Change "Solution" to "Answer" everywhere in the records below, leaving every other part of the lines as it is.

Labeled shape records:
+ + + + +

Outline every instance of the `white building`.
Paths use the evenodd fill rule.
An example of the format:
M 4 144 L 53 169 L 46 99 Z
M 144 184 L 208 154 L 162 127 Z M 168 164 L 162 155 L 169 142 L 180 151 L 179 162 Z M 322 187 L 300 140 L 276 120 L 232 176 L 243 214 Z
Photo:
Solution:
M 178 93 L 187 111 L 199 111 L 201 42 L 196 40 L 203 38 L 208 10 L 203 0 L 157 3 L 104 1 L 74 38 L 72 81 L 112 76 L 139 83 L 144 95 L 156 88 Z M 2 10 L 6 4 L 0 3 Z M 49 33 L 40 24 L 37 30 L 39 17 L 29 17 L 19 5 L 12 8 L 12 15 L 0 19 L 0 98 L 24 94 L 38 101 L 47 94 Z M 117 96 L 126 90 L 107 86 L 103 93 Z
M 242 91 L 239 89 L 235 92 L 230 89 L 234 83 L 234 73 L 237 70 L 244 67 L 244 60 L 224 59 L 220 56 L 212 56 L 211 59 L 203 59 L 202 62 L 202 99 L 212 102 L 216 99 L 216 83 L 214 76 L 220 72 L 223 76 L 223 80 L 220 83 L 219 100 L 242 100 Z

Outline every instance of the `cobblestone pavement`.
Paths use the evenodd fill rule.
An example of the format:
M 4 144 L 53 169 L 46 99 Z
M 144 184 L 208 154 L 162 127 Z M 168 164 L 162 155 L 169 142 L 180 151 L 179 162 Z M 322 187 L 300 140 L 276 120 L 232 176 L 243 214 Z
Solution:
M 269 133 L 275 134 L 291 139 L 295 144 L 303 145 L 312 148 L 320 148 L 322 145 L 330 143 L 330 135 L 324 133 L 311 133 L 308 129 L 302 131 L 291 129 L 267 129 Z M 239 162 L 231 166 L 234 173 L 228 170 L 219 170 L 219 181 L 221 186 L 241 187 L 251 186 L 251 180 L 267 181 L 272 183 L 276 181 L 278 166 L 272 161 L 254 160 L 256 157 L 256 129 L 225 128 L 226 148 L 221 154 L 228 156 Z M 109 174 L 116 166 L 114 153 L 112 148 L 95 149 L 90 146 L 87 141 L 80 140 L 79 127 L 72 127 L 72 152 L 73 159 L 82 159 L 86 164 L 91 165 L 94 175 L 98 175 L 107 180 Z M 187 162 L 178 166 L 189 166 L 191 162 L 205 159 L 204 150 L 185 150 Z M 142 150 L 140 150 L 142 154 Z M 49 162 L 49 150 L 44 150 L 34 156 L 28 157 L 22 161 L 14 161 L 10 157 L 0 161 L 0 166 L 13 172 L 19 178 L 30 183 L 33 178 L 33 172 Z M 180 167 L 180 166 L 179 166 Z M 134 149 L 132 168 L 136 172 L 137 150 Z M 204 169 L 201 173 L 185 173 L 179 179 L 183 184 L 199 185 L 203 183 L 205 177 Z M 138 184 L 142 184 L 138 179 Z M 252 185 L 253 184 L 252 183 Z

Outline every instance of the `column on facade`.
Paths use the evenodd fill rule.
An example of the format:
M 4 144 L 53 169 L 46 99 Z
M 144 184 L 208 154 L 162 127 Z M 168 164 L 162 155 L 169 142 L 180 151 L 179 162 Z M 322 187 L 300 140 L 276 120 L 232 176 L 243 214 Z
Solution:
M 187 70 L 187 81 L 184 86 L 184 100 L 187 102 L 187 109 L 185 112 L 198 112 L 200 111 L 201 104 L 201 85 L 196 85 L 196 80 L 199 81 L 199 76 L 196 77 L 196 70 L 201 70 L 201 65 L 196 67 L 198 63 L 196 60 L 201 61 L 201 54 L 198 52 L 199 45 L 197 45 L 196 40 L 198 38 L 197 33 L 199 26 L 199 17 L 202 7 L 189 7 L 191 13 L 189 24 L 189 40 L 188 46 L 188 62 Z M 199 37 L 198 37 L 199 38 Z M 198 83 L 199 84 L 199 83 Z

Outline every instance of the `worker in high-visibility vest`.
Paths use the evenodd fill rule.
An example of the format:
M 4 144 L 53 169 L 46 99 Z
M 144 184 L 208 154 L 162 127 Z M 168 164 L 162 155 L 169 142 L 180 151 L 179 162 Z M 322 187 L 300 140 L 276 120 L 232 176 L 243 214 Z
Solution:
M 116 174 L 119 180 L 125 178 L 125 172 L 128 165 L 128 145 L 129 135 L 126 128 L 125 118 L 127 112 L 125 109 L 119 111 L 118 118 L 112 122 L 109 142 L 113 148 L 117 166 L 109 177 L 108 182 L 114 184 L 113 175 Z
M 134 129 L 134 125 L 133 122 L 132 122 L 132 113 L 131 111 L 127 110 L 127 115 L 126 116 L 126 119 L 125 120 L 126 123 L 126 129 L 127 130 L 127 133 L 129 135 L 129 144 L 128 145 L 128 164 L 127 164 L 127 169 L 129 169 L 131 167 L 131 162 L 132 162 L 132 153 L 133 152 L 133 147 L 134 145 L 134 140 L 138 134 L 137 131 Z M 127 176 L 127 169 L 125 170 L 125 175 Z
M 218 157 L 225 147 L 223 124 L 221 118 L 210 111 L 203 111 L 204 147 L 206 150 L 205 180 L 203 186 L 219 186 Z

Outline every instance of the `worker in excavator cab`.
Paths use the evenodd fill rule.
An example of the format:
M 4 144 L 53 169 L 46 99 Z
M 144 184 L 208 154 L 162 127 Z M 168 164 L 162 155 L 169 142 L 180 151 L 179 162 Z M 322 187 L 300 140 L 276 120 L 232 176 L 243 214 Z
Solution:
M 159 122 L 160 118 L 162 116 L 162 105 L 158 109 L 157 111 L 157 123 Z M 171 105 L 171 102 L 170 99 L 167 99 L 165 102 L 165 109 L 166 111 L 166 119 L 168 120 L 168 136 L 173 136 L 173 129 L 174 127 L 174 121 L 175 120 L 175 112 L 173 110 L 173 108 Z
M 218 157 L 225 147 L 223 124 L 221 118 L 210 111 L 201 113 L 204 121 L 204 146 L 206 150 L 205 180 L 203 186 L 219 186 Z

+ + + + +

Solution for this problem:
Outline every instance of the `white building`.
Paths use the evenodd fill rule.
An example of the format:
M 4 144 L 53 169 L 46 99 Z
M 144 184 L 208 154 L 162 127 Z M 168 164 L 162 155 L 169 142 L 180 151 L 179 162 Z M 322 187 L 300 140 L 276 120 L 232 176 L 243 214 Z
Photo:
Answer:
M 178 93 L 187 111 L 199 111 L 201 42 L 196 40 L 203 38 L 208 10 L 203 0 L 157 3 L 104 1 L 74 38 L 72 81 L 112 76 L 139 83 L 144 95 L 156 88 Z M 2 10 L 6 4 L 0 3 Z M 49 33 L 40 24 L 37 30 L 39 17 L 29 17 L 19 5 L 12 8 L 12 15 L 0 19 L 0 98 L 24 94 L 38 101 L 47 94 Z M 117 96 L 126 90 L 107 86 L 103 93 Z
M 242 91 L 239 89 L 235 92 L 230 89 L 234 83 L 234 73 L 237 70 L 244 67 L 244 60 L 224 59 L 220 56 L 212 56 L 211 59 L 203 59 L 202 62 L 202 99 L 212 102 L 216 99 L 216 83 L 214 76 L 220 72 L 223 76 L 223 80 L 220 83 L 219 100 L 242 100 Z

Outline every instance of the `cobblestone pavement`.
Paths use the evenodd fill rule.
An example of the format:
M 4 144 L 53 169 L 46 99 Z
M 144 184 L 208 154 L 162 127 Z M 168 164 L 162 155 L 169 142 L 180 151 L 179 162 Z M 322 187 L 300 140 L 276 120 L 232 176 L 243 214 Z
Answer:
M 269 133 L 275 134 L 291 139 L 295 144 L 303 145 L 312 148 L 320 148 L 322 145 L 330 143 L 330 135 L 324 133 L 311 133 L 308 129 L 302 131 L 291 129 L 267 129 Z M 239 162 L 231 166 L 234 173 L 228 170 L 219 170 L 219 181 L 221 186 L 241 187 L 251 186 L 251 180 L 267 181 L 272 183 L 276 181 L 278 166 L 272 161 L 254 160 L 256 157 L 256 129 L 225 128 L 226 148 L 221 154 L 228 156 Z M 109 174 L 116 166 L 114 153 L 112 148 L 95 149 L 90 146 L 87 141 L 80 140 L 79 127 L 72 127 L 72 152 L 73 159 L 82 159 L 86 164 L 91 165 L 94 175 L 98 175 L 107 180 Z M 187 162 L 178 166 L 189 166 L 191 162 L 205 159 L 204 150 L 185 150 Z M 142 150 L 140 150 L 142 154 Z M 49 162 L 49 150 L 44 150 L 34 156 L 28 157 L 22 161 L 14 161 L 10 157 L 0 161 L 0 166 L 13 172 L 19 178 L 30 183 L 33 178 L 33 172 Z M 180 167 L 180 166 L 179 166 Z M 134 149 L 132 168 L 136 172 L 137 150 Z M 204 169 L 201 173 L 185 173 L 179 179 L 183 184 L 199 185 L 203 183 L 205 177 Z M 138 184 L 142 184 L 138 179 Z M 252 185 L 253 184 L 252 183 Z

Outline every instance of the `column on facade`.
Paths use the evenodd fill rule.
An example of the format:
M 4 144 L 53 169 L 46 99 Z
M 144 184 L 208 154 L 162 127 Z M 168 164 L 162 155 L 169 142 L 180 151 L 179 162 Z M 322 187 L 300 140 L 276 120 L 232 176 L 243 214 Z
Answer:
M 187 70 L 187 81 L 184 86 L 184 100 L 187 102 L 187 109 L 185 112 L 198 112 L 200 111 L 201 104 L 201 85 L 196 85 L 196 80 L 199 81 L 199 76 L 196 77 L 196 70 L 201 70 L 201 65 L 196 67 L 198 63 L 196 60 L 201 61 L 201 54 L 198 52 L 199 45 L 197 45 L 196 40 L 198 38 L 197 33 L 199 26 L 199 17 L 202 7 L 189 7 L 191 13 L 189 24 L 189 40 L 188 46 L 188 62 Z M 199 37 L 198 37 L 199 38 Z M 198 83 L 199 84 L 199 83 Z

Outline every instance of the `worker in high-visibility vest`.
Paths use the evenodd fill rule.
An example of the format:
M 4 144 L 53 169 L 46 99 Z
M 144 184 L 208 154 L 162 127 Z M 168 164 L 162 155 L 169 142 L 180 151 L 179 162 Z M 322 187 L 300 140 L 276 120 L 232 176 L 243 214 Z
Answer:
M 116 174 L 119 180 L 125 178 L 125 172 L 128 165 L 128 145 L 129 135 L 126 128 L 125 118 L 127 112 L 125 109 L 119 111 L 118 118 L 112 122 L 109 142 L 113 148 L 117 166 L 109 177 L 108 182 L 114 184 L 113 175 Z
M 134 129 L 134 125 L 133 122 L 132 122 L 132 113 L 131 111 L 127 110 L 127 115 L 126 116 L 126 119 L 125 120 L 126 123 L 126 129 L 127 130 L 127 133 L 129 135 L 129 144 L 128 145 L 128 164 L 127 164 L 127 169 L 129 169 L 131 167 L 131 162 L 132 162 L 132 153 L 133 152 L 133 147 L 134 145 L 134 140 L 138 134 L 137 131 Z M 127 176 L 127 169 L 125 170 L 125 175 Z
M 218 157 L 225 147 L 223 124 L 221 118 L 210 111 L 203 111 L 204 147 L 206 150 L 205 180 L 203 186 L 219 186 Z

Outline every instance of the `worker in excavator cab`.
Paths use the evenodd fill rule.
An example of the format:
M 4 144 L 53 169 L 46 99 Z
M 144 184 L 208 154 L 162 127 Z M 168 164 L 162 155 L 169 142 L 180 151 L 179 162 Z M 322 187 L 300 140 L 276 120 L 232 176 L 243 214 Z
Answer:
M 159 122 L 160 118 L 162 116 L 162 105 L 158 109 L 157 111 L 157 123 Z M 171 105 L 171 102 L 170 99 L 167 99 L 165 102 L 165 109 L 166 111 L 166 119 L 168 120 L 168 136 L 173 136 L 173 129 L 174 127 L 174 121 L 175 120 L 175 112 L 173 110 L 173 108 Z
M 218 157 L 225 147 L 223 124 L 221 118 L 210 111 L 201 113 L 204 121 L 204 146 L 206 150 L 205 180 L 203 186 L 219 186 Z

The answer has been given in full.